### Brief:
Each line holding the string "sleeve" is to be copied from the data.

### Given records:
--- --- ---
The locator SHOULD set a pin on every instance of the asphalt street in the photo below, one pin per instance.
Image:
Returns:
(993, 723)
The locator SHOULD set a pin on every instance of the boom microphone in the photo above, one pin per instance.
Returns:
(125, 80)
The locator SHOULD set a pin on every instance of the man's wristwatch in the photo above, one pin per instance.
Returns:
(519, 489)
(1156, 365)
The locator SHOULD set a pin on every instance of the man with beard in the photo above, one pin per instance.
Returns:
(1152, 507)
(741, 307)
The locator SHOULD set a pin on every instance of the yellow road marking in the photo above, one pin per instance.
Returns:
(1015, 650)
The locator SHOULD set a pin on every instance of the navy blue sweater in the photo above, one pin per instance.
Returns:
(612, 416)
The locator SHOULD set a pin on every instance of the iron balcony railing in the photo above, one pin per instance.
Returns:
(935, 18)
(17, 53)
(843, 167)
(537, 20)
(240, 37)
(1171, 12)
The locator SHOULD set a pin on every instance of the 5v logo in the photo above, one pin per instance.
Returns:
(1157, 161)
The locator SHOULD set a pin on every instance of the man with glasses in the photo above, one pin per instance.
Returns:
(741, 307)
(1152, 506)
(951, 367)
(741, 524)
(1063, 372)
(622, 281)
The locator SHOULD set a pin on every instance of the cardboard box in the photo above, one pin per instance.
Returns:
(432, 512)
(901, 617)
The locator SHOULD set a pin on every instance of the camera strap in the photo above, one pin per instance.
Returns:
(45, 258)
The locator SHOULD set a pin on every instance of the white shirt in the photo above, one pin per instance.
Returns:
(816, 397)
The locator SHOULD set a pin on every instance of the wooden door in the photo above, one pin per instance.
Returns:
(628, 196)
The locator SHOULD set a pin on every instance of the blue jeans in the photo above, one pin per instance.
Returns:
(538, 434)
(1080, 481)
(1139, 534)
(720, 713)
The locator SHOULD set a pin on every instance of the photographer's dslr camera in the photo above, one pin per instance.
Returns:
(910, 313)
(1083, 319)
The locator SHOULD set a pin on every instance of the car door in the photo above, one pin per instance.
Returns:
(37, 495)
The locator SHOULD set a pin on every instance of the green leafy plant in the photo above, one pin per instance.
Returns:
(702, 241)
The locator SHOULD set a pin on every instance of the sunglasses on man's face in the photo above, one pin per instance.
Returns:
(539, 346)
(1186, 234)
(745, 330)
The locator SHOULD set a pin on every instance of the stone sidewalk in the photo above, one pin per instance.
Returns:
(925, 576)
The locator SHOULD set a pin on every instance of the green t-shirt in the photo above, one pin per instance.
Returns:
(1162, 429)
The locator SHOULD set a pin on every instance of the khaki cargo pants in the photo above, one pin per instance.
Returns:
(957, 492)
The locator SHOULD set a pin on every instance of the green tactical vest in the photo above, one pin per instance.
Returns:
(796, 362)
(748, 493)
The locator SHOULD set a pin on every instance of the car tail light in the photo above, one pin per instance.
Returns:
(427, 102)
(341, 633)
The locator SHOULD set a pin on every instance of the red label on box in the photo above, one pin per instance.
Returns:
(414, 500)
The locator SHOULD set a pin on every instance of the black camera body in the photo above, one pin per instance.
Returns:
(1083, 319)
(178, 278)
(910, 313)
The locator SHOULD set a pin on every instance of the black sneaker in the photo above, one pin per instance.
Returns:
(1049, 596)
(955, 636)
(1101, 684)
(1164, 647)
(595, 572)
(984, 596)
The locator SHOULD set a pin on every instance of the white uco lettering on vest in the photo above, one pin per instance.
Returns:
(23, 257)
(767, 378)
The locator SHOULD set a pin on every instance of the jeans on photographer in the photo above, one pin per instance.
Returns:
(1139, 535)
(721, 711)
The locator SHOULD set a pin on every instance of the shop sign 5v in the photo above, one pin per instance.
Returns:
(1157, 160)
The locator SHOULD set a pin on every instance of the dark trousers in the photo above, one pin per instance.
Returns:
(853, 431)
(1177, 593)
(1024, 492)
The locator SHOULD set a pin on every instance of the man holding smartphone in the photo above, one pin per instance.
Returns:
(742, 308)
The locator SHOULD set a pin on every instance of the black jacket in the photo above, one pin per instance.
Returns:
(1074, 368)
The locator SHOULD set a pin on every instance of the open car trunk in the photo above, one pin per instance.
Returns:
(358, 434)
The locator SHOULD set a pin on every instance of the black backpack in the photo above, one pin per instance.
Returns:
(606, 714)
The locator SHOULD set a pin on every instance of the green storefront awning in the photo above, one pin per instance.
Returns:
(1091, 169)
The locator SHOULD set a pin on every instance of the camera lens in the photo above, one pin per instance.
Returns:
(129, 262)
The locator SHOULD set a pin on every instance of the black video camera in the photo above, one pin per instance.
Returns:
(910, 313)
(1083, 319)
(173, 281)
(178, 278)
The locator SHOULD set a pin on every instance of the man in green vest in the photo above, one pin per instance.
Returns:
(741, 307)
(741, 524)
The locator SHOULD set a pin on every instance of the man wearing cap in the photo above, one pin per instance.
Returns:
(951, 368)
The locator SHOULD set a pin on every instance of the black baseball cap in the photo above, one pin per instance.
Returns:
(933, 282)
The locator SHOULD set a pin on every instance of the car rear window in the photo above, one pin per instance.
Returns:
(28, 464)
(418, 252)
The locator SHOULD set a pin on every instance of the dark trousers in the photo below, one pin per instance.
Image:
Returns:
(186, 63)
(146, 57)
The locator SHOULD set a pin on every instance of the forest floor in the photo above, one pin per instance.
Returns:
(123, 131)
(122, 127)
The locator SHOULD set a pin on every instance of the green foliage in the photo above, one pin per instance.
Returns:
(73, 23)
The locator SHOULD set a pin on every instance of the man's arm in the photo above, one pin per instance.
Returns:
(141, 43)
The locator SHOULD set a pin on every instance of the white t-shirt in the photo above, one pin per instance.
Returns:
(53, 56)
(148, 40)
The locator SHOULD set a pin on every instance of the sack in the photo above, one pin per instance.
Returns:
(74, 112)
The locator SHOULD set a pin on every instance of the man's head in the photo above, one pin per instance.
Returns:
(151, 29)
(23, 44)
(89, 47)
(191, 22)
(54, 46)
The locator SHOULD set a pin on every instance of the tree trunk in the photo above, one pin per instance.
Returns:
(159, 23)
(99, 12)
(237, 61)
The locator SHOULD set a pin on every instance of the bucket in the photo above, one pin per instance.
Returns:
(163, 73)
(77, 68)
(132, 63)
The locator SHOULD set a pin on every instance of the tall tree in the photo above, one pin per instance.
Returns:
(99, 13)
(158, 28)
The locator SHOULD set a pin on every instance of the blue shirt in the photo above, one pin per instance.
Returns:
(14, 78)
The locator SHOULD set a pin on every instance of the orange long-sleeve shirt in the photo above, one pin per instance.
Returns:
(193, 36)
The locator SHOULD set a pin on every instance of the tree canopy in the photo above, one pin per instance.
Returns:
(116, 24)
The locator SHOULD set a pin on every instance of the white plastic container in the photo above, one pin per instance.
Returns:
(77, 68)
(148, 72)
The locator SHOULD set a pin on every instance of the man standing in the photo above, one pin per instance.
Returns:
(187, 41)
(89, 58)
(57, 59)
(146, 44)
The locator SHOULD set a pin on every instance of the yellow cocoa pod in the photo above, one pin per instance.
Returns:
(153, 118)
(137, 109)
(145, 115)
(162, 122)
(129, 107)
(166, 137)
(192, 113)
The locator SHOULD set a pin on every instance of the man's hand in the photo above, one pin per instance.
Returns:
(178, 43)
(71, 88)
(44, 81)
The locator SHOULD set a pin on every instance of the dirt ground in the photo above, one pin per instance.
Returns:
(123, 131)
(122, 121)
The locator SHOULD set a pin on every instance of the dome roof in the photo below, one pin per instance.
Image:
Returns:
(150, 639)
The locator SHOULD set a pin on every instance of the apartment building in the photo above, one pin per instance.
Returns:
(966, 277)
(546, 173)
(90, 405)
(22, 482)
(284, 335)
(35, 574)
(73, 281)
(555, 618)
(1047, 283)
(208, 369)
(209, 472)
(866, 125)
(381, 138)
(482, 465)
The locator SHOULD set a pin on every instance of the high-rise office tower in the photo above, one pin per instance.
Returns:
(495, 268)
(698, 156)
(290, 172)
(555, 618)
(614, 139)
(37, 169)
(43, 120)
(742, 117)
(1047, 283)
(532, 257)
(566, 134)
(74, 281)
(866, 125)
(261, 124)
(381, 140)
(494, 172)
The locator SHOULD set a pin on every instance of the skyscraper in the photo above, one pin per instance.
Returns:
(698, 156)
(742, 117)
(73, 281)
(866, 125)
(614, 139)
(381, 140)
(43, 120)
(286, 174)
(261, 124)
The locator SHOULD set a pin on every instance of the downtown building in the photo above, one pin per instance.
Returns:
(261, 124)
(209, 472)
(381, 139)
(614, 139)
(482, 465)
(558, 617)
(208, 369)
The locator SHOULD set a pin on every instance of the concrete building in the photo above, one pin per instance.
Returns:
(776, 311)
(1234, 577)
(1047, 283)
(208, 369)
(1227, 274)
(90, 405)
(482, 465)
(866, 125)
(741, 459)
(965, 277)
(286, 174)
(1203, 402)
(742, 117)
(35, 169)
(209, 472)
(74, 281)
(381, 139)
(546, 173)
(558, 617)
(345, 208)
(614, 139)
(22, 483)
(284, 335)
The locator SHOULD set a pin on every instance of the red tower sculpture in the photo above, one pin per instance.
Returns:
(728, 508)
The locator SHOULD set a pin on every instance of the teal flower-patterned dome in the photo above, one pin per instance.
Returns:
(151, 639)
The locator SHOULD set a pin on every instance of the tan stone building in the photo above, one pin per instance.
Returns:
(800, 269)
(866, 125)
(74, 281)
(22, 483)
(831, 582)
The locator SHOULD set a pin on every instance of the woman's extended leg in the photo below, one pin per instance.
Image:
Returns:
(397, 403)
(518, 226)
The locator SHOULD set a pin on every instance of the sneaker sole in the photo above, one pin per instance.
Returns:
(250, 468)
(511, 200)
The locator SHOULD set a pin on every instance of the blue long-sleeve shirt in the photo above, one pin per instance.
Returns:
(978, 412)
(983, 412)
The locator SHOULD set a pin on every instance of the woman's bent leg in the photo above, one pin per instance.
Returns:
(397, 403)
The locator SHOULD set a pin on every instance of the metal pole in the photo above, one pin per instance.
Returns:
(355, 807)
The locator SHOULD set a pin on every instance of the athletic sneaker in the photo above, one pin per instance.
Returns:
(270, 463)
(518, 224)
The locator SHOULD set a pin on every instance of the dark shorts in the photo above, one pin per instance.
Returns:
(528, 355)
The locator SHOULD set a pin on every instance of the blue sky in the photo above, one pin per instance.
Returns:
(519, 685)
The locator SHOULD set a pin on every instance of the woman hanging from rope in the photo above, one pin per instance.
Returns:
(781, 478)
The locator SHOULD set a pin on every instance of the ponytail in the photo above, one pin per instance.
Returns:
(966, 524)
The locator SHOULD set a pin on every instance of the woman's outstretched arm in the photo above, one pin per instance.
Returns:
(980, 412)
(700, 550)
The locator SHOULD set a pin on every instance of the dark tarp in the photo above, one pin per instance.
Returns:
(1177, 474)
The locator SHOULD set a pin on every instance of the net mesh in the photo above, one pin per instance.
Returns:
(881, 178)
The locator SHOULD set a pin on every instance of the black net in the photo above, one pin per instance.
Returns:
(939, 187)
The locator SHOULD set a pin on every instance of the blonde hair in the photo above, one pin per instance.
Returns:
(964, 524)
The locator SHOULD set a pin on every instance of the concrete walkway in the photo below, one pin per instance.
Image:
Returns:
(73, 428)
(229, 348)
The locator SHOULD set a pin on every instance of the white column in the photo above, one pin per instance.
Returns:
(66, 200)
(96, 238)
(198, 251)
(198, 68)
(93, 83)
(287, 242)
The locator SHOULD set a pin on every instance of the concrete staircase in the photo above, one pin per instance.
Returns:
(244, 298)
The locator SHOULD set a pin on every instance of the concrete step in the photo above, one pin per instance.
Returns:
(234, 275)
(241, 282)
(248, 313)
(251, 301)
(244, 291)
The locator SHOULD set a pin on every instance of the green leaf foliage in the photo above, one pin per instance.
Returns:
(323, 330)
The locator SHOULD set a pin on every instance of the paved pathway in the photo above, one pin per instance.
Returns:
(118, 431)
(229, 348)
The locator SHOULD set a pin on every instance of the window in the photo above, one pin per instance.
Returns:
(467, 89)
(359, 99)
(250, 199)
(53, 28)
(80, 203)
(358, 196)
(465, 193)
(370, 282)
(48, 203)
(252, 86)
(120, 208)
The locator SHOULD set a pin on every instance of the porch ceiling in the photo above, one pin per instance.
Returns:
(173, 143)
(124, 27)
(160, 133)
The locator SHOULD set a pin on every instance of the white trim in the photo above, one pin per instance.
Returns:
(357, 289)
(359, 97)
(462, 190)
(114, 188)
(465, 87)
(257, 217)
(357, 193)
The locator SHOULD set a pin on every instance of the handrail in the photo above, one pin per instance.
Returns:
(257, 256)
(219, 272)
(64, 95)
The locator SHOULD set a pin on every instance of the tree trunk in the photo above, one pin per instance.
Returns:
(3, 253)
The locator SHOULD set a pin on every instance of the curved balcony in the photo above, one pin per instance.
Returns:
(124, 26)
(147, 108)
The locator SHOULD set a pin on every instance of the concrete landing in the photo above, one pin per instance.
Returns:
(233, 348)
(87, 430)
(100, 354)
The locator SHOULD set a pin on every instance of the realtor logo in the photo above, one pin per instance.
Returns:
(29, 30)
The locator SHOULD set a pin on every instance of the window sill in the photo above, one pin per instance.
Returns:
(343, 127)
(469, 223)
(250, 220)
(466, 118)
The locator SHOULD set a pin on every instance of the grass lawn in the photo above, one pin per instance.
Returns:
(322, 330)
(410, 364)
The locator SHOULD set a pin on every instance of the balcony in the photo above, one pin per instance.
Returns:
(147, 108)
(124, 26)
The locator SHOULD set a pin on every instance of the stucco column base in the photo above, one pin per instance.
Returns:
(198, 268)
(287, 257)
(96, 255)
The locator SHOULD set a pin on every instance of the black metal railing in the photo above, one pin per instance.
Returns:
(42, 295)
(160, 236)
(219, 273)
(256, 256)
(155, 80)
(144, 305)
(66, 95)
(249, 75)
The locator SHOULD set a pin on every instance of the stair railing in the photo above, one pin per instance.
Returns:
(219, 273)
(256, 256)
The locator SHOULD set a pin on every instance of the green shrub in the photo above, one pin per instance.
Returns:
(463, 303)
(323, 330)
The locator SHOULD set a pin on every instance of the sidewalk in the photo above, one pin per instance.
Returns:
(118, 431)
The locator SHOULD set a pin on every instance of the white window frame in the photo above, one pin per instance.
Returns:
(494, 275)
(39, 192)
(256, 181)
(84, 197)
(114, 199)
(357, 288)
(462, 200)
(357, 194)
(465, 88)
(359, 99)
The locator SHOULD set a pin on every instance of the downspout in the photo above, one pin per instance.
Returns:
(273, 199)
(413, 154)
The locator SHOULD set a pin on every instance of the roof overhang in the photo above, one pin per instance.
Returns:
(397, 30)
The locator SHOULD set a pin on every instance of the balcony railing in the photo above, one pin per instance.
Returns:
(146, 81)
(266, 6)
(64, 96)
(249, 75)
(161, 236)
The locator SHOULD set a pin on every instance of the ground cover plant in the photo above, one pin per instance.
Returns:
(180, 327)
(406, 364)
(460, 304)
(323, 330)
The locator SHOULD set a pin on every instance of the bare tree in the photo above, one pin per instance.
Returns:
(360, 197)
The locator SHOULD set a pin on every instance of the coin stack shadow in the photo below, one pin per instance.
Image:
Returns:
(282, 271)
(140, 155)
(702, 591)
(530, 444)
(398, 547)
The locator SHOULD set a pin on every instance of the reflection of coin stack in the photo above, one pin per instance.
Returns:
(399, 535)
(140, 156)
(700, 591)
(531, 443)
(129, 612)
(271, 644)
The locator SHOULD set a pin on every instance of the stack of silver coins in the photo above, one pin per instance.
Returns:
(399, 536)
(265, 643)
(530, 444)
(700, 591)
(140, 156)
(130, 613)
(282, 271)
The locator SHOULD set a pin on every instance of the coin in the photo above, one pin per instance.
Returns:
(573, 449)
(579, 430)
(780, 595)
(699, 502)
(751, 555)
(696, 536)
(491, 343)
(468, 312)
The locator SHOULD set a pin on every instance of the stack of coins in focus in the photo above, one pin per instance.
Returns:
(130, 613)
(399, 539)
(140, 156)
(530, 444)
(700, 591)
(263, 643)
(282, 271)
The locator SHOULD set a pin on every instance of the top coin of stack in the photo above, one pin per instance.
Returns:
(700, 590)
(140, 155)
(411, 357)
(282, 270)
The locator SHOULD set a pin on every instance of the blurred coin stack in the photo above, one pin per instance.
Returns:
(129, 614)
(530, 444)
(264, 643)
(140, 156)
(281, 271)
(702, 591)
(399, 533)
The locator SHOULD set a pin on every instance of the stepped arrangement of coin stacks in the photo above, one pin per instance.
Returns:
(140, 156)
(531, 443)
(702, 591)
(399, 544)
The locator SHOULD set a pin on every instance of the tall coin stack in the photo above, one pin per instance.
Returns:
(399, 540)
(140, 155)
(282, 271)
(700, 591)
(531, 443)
--- --- ---
### Solved exercise:
The locator SHOULD set a pin on every instance of the orange long-sleeve shirt in the photo above, one pin per instance.
The locator SHOULD set a pin on every instance of the blue long-sleeve shirt in the photo above, one pin per instance.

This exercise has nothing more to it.